> **ASSIGNMENT**: "Target: arched window opening" appears in one line; retype that line and all lines following it through the end of the records, with nothing left out or added.
START ENTRIES SUPPLIED
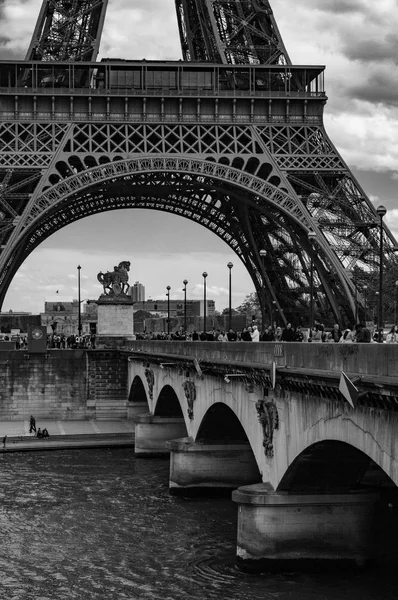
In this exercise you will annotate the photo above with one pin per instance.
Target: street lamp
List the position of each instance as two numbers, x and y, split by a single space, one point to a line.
263 254
396 302
365 289
168 288
204 275
311 236
185 282
381 211
230 265
79 316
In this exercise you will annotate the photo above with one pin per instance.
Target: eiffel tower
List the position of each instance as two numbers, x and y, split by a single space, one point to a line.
231 137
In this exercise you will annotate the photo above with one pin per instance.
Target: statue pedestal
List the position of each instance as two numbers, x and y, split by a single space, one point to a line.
115 317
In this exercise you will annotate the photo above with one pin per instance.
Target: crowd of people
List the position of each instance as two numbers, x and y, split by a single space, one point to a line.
70 342
289 333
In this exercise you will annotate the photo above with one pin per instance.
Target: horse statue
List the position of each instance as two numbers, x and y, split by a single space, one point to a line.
116 281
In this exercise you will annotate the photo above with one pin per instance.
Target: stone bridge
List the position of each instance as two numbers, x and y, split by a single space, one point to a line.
269 419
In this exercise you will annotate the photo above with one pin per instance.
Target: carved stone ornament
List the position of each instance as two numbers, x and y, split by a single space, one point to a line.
267 414
150 377
190 394
115 282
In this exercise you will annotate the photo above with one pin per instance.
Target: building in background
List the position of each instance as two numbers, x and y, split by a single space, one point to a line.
61 316
137 292
17 321
195 308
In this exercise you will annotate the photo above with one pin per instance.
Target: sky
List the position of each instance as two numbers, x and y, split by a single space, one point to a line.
356 40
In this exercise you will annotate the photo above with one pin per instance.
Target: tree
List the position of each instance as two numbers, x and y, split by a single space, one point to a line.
250 306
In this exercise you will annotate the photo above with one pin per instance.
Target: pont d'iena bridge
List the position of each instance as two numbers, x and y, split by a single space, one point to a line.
270 421
231 137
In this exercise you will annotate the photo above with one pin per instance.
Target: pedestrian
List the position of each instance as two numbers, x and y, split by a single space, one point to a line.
298 335
336 333
392 335
32 424
255 334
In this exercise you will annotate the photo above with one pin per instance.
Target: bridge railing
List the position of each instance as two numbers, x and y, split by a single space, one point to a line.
378 360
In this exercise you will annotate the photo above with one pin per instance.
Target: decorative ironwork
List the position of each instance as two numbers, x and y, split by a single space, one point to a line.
68 30
267 414
190 394
236 145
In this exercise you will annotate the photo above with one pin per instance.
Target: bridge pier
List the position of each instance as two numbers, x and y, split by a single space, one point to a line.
284 531
152 433
210 465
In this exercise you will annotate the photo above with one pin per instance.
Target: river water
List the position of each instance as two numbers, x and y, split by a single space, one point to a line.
101 524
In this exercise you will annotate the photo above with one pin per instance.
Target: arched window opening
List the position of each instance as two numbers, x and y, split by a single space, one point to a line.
334 467
220 424
137 391
168 404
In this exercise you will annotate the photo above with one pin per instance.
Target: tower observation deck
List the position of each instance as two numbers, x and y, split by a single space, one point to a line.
231 137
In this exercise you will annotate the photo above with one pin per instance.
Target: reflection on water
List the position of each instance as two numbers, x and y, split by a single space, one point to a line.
101 524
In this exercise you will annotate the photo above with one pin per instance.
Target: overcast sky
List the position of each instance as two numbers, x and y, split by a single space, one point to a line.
357 40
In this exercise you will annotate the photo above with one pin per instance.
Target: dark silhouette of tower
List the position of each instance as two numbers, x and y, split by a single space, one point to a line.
232 137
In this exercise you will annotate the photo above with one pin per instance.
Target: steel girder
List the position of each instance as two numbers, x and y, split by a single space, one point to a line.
END ENTRIES SUPPLIED
> **REPLY TO THE EXERCISE**:
Target: arched window opening
List the position of each instance as two numbers, x and y, split by a single space, one point to a line.
334 467
220 424
137 391
168 404
In this exercise you will annotate the photo above with one pin per instance.
Target: tower observation deck
List the position of each instance as two numbers, x and y, split by a single space, one point to a line.
231 137
In this exercise you will annotate the photo above with one pin per instance.
Target: reflection on water
List the position of each instance as two numbers, x and y, split by a single space, one point to a line.
101 524
In this exercise you will annotate the photo above with one pin per instance.
Target: overcast sky
List the position of each instance as two numbers, x and y, split by a single space, one point to a line.
357 40
In this exercise you will annotate the photo above with one pin per instance.
Target: dark silhouette of tower
List the position of each instance as two numbers, x and y, split by a single space, one point to a line.
232 137
In this exercise you will annotate the photo above with one pin per instance.
Target: steel girder
List the position of each instance as two numbers, x and y, split by a single space, one point to a line.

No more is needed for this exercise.